The ACT registration website crashed in July and won't be back up and running until August 3.

MINNESOTA, USA — Education is getting a lot of attention right now.

Figuring out what to do this fall because of COVID is no easy task.

Students of all ages have been affected by this, but incoming high school seniors have even more on their plates these days.

Normally, taking the ACT test is stressful enough, but due to COVID-19, taking the test has been nearly impossible for some students.

"It's really stressing a lot of families out,” Chris Wills says.

Wills is the president at College Inside Track, a company that helps students and their parents navigate through the complicated world of colleges, scholarships and financial aid.

He says the problems started in the spring, when many schools had to cancel their in-school testing dates due to the virus.

"You had a growing number of families that would normally be spread out over multiple tests, multiple months, who are now all at the exact same time trying to register for the same very few tests that do exist," Mills says.

And that's when everything came crashing down.

"There were just so many families trying to register for the test and it just overwhelmed the system," Mills says.

Earlier this month the ACT’s online registration tool crashed, and it hasn’t been up ever since.

The company says its working fast to get the registration site back up and running.

This overwhelming demand is why Elyssa Durie was turned away when she showed up to take the test a few weeks ago.

"It turned out that me and six other girls who were also taking the writing had to go home because they didn't have any extra booklets for us," Durie says. “They overbooked and had to send people away.”

Elyssa says it was frustrating to spend so much time studying and then to be turned away the day of the test.

However, she feels lucky because she only had to drive about five minutes to get to the testing center in Hibbing.

She says some of the other girls who were turned away had to drive three to four hours.

She heard some kids even flew in from out of state because so few testing centers are open.

“It’s just really frustrating, because she’s not the only kid out there,” her mother Trish Durie says.

“I mean, kids were flying in from other states, flying! To take a test to get into college.”

Hannah Rose Bruentrup was also supposed to take the test in Hibbing in July.

She was prepared to drive three hours from Mahtomedi and even had a hotel room so she could get a good night sleep, but then a week before the test she got an email that said she couldn't get in.

"I was just filled with denial, anger, reconciliation, bargaining, you know, the five stages of grief,” Bruentrup says.

Jenn Ryall went through the same thing back in June when she helped her son Jack register to take the test.

They too got an email saying it was cancelled.

"All that studying and everything, and prepping, I mean, it takes a lot of time and then all of a sudden you know, it's cancelled," Jenn Ryall says.

Ryall and her son have tried multiple times to register for another test, but they say every time they try the system crashes on them.

“We go all the way through and we’re almost to the end and then it was like spinning, spinning, spinning, for a very long time and then all of a sudden it just said ‘sorry,”’ Ryall says.

Some universities, like the University of Wisconsin, have now decided to make the ACT optional, but Wills says there's a catch.

"These tests aren’t only just used to get people into colleges, but they're also a tool colleges use to award their scholarships,” Wills explains.

So, if you don't take the test, he says you might not be eligible for certain scholarships or financial aid.

Each college is handling this differently.

His advice to parents and students is to keep trying the ACT website.

The company says its registration tool should be back up and running by 10:00 a.m. on Monday August 3.

[What you will do]:
Answer these questions from the ACT registration article:
1. In which town was the testing center where Elyssa Durie was turned away?
2. Which university is named as having made the ACT optional?
3. By what time and date does the company say its registration tool should be running again?
The entries have no connection to the ACT registration article.

[Supplied entries]:

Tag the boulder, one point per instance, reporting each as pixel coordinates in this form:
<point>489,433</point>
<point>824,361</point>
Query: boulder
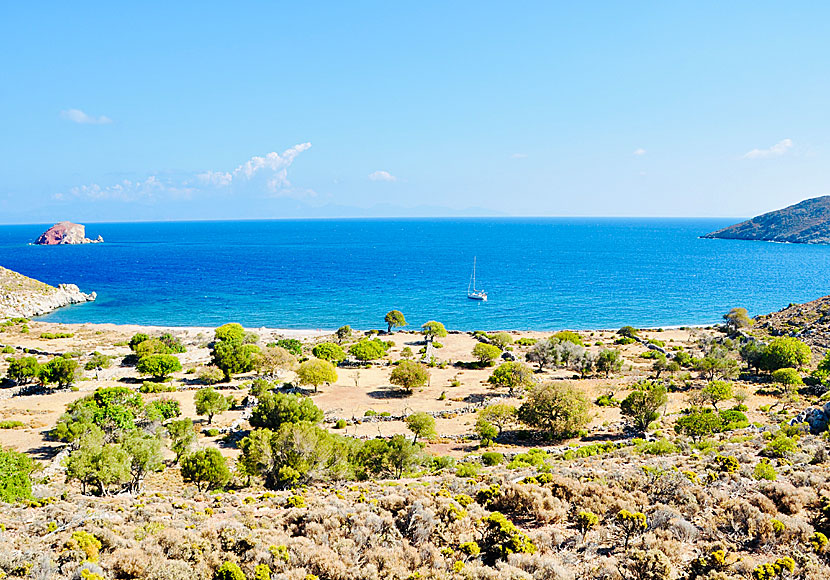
<point>817,418</point>
<point>66,233</point>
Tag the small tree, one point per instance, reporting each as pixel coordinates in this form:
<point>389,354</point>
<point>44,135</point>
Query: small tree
<point>367,350</point>
<point>486,353</point>
<point>343,333</point>
<point>15,476</point>
<point>512,376</point>
<point>159,366</point>
<point>642,405</point>
<point>234,357</point>
<point>630,524</point>
<point>737,319</point>
<point>788,377</point>
<point>422,425</point>
<point>558,408</point>
<point>716,392</point>
<point>316,372</point>
<point>785,352</point>
<point>270,361</point>
<point>501,339</point>
<point>182,435</point>
<point>61,371</point>
<point>144,452</point>
<point>394,319</point>
<point>328,351</point>
<point>409,375</point>
<point>230,332</point>
<point>433,330</point>
<point>276,409</point>
<point>501,415</point>
<point>698,423</point>
<point>609,361</point>
<point>23,370</point>
<point>210,402</point>
<point>207,468</point>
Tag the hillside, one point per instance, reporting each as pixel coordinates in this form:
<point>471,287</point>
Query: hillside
<point>807,222</point>
<point>21,296</point>
<point>809,321</point>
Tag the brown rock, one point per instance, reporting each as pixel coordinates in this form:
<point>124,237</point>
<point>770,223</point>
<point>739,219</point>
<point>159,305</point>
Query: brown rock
<point>66,233</point>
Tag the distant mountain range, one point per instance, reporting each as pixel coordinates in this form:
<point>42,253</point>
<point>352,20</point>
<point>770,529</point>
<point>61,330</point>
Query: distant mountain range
<point>807,222</point>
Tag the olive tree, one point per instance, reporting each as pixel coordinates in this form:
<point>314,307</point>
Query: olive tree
<point>409,375</point>
<point>316,372</point>
<point>210,402</point>
<point>394,319</point>
<point>433,330</point>
<point>512,376</point>
<point>557,408</point>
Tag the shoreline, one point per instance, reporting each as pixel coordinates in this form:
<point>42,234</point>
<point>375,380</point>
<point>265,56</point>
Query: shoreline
<point>321,332</point>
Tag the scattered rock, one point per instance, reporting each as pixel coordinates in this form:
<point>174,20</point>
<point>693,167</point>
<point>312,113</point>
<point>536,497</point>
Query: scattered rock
<point>66,233</point>
<point>21,296</point>
<point>807,222</point>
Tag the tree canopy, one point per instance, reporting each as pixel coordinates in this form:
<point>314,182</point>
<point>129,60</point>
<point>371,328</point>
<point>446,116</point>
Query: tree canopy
<point>394,319</point>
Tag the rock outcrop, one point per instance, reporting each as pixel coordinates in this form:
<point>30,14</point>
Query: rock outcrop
<point>807,222</point>
<point>66,233</point>
<point>809,322</point>
<point>21,296</point>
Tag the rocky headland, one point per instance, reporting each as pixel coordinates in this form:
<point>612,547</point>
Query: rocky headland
<point>21,296</point>
<point>66,233</point>
<point>807,222</point>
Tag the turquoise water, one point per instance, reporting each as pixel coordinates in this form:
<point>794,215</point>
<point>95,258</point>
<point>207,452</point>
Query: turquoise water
<point>539,273</point>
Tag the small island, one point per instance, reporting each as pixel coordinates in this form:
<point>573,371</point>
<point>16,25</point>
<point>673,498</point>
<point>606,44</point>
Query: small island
<point>66,233</point>
<point>807,222</point>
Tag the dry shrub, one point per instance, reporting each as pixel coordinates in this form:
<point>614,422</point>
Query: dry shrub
<point>763,503</point>
<point>745,523</point>
<point>129,563</point>
<point>531,501</point>
<point>173,570</point>
<point>788,498</point>
<point>547,566</point>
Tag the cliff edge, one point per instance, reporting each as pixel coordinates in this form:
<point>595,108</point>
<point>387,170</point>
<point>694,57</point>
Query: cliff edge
<point>807,222</point>
<point>66,233</point>
<point>24,297</point>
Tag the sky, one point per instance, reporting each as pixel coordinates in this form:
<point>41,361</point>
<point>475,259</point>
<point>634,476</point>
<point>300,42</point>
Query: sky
<point>211,110</point>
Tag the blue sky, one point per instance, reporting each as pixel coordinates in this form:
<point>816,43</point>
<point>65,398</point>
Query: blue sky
<point>325,109</point>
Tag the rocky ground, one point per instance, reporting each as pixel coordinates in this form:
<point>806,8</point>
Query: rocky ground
<point>707,512</point>
<point>21,296</point>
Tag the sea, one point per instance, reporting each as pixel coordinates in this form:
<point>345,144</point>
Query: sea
<point>539,274</point>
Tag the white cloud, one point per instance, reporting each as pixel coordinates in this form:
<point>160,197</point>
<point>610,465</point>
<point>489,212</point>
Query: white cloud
<point>776,150</point>
<point>259,176</point>
<point>78,116</point>
<point>382,176</point>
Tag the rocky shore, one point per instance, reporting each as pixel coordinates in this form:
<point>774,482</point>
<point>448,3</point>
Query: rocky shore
<point>21,296</point>
<point>66,233</point>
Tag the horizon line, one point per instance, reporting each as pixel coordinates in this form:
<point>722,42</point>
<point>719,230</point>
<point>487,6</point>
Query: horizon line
<point>380,218</point>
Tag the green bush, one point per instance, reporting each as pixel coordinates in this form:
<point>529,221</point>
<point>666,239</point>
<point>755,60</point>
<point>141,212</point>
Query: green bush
<point>500,538</point>
<point>207,468</point>
<point>150,387</point>
<point>54,335</point>
<point>15,476</point>
<point>468,470</point>
<point>491,458</point>
<point>228,571</point>
<point>159,366</point>
<point>763,470</point>
<point>787,376</point>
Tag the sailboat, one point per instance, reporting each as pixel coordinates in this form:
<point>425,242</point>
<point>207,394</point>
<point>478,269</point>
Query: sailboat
<point>472,293</point>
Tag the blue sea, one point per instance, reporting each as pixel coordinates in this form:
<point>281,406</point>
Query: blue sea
<point>539,273</point>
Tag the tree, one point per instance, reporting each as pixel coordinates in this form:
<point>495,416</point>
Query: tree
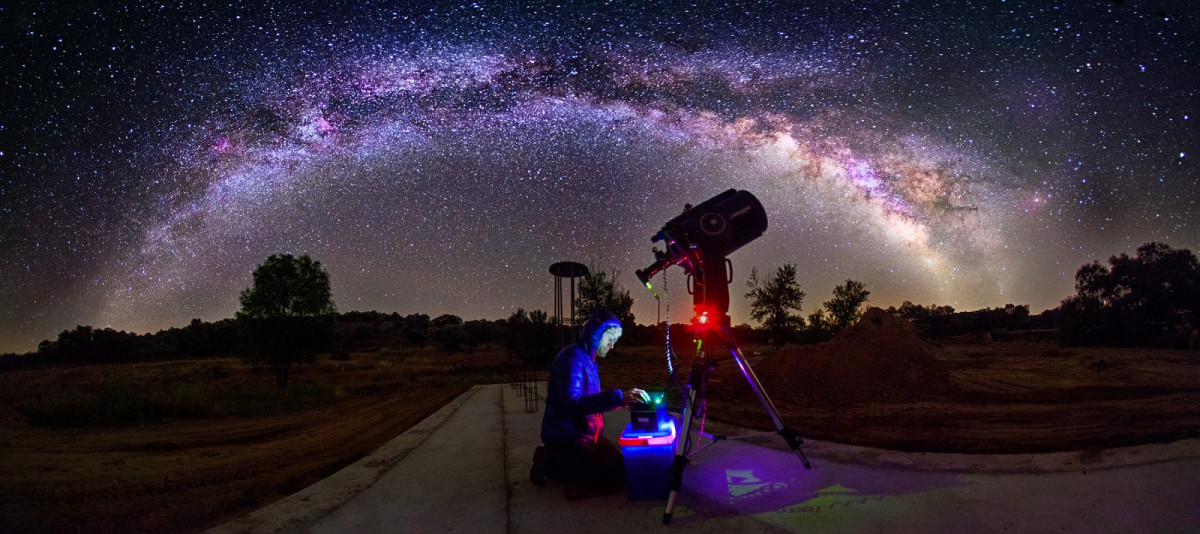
<point>846,306</point>
<point>288,315</point>
<point>531,337</point>
<point>597,291</point>
<point>1135,300</point>
<point>772,303</point>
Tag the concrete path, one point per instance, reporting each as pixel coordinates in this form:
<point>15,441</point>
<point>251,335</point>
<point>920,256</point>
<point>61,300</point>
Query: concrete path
<point>466,469</point>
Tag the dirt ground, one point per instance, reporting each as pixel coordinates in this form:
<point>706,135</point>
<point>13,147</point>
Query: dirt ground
<point>877,384</point>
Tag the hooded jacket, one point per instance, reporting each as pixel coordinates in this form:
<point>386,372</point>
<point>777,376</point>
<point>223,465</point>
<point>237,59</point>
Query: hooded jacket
<point>574,400</point>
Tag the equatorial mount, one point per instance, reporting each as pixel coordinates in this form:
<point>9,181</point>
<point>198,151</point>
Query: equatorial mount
<point>700,240</point>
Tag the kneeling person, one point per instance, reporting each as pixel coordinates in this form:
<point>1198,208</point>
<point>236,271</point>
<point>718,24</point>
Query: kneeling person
<point>575,451</point>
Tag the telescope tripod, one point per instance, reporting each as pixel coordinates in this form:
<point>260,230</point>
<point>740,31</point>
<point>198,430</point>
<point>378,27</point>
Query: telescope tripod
<point>695,407</point>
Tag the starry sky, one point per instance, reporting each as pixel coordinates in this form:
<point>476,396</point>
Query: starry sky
<point>437,157</point>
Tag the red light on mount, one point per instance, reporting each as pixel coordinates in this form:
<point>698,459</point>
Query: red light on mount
<point>703,319</point>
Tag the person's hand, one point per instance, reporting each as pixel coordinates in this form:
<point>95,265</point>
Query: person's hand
<point>636,395</point>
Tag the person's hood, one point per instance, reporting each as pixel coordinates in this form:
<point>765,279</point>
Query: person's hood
<point>593,329</point>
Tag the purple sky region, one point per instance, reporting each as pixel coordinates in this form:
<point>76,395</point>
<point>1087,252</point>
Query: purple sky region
<point>438,157</point>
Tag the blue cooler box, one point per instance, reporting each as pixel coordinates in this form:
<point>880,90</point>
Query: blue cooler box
<point>648,456</point>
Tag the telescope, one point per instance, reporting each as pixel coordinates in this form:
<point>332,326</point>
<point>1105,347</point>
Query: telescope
<point>700,240</point>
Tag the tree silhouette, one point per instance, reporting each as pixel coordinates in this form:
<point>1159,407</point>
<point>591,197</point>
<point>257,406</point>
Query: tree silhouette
<point>288,315</point>
<point>1134,300</point>
<point>773,301</point>
<point>846,306</point>
<point>598,291</point>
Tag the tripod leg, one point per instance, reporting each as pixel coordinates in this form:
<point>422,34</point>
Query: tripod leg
<point>787,433</point>
<point>683,444</point>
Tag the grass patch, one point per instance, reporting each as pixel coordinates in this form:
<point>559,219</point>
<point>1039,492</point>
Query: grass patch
<point>124,405</point>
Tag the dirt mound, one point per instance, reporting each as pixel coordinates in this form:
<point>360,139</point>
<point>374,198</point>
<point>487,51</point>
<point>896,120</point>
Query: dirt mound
<point>12,419</point>
<point>881,358</point>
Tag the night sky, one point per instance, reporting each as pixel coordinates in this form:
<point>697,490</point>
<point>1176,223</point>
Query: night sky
<point>438,157</point>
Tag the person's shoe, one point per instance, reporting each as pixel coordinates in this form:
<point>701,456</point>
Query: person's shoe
<point>537,473</point>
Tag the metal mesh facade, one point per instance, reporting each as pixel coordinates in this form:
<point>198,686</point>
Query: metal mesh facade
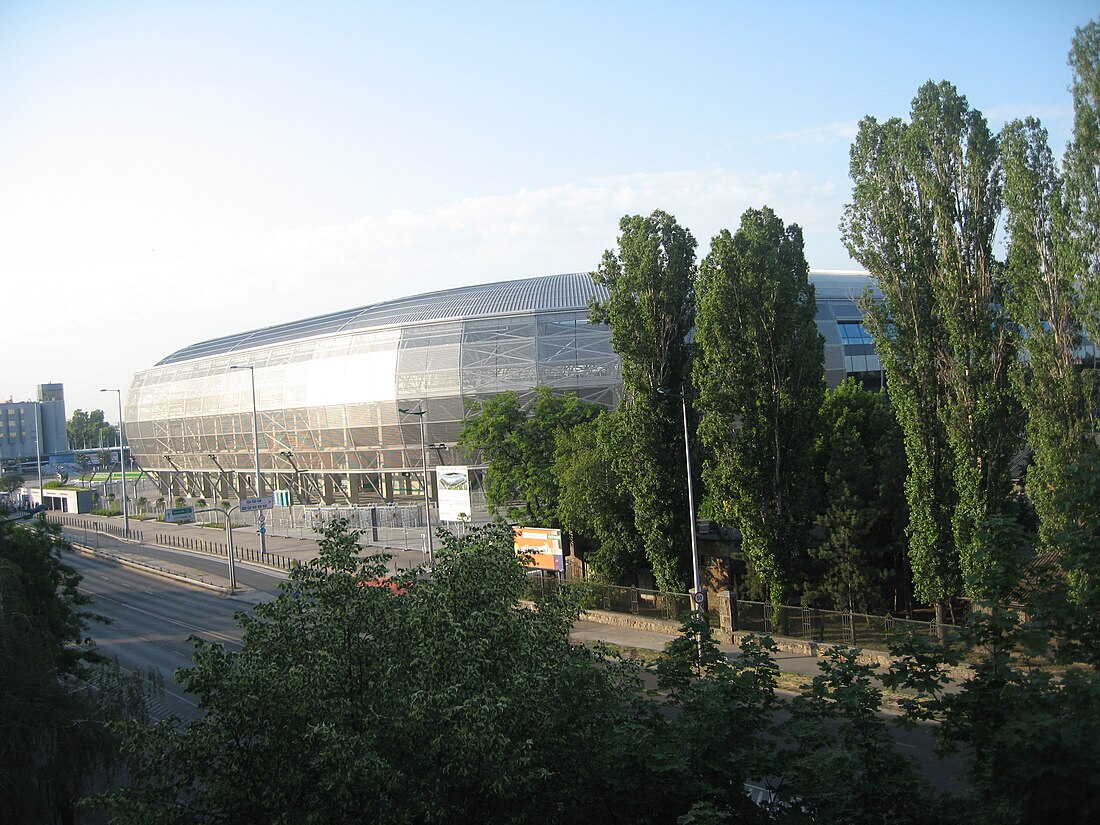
<point>329,389</point>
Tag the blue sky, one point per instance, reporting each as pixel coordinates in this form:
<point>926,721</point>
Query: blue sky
<point>172,172</point>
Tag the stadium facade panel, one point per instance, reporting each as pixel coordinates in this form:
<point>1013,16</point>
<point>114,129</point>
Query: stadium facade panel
<point>329,391</point>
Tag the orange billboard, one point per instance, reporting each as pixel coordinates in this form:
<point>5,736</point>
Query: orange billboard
<point>541,547</point>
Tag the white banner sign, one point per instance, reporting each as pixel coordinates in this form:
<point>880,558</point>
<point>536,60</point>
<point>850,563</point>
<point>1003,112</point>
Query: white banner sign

[Answer to this task]:
1. Hibbing
2. The University of Wisconsin
3. By 10:00 a.m. on Monday, August 3